Data in this exercise START

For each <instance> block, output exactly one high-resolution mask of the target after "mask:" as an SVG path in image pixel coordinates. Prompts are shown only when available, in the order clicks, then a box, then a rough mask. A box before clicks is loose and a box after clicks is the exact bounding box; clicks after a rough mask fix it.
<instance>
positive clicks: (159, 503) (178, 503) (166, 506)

Data in this exercise END
Data in this exercise START

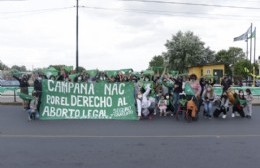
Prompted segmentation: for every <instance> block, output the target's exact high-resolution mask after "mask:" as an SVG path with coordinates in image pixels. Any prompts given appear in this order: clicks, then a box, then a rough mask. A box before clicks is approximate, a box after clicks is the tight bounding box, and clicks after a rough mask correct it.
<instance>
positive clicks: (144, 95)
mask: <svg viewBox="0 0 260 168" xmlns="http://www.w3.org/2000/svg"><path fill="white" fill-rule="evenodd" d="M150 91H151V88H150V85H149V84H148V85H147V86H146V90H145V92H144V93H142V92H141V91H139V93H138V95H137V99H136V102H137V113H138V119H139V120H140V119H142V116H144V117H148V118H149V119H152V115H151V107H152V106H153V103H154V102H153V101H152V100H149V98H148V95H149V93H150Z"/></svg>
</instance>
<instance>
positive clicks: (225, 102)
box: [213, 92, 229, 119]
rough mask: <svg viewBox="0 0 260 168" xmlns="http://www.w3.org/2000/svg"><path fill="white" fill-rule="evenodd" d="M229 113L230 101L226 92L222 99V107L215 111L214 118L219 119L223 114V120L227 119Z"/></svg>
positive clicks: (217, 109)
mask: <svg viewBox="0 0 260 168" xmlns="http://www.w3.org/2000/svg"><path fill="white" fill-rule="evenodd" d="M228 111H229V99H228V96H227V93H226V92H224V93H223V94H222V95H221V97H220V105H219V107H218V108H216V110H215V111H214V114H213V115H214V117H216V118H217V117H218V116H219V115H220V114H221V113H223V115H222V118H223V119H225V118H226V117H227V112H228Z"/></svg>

Data in this exercise END
Data in this exercise START

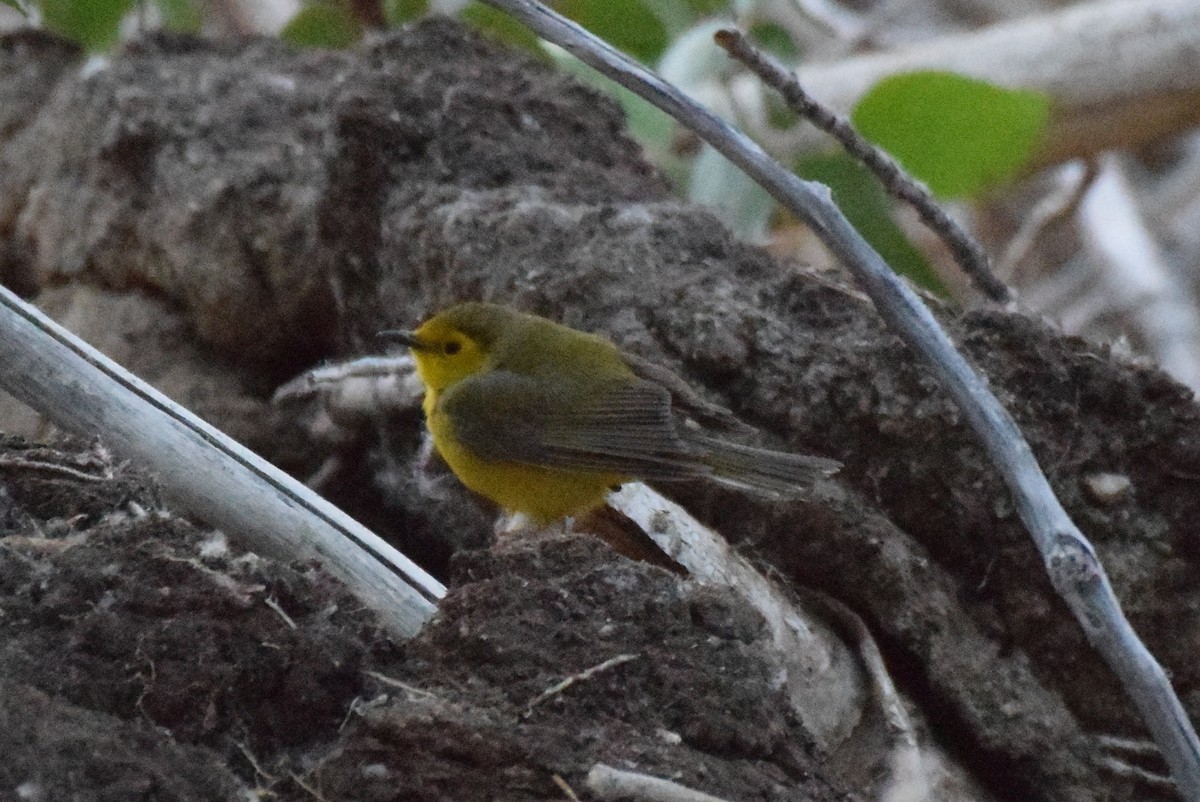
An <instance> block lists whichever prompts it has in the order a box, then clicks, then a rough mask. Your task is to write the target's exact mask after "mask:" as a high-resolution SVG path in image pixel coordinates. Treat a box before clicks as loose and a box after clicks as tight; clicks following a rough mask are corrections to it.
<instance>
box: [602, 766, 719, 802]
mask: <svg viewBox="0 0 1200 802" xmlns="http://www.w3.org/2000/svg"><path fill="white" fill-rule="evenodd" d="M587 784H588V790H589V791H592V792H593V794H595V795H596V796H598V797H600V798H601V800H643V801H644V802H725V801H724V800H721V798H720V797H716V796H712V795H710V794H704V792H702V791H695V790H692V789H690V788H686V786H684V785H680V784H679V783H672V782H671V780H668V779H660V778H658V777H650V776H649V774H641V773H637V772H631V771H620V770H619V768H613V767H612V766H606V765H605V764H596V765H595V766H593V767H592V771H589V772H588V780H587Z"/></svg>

Data in this exercise END

Written task: Count the lines in the entries above that contain the string "positive". Give only the number.

Answer box: 4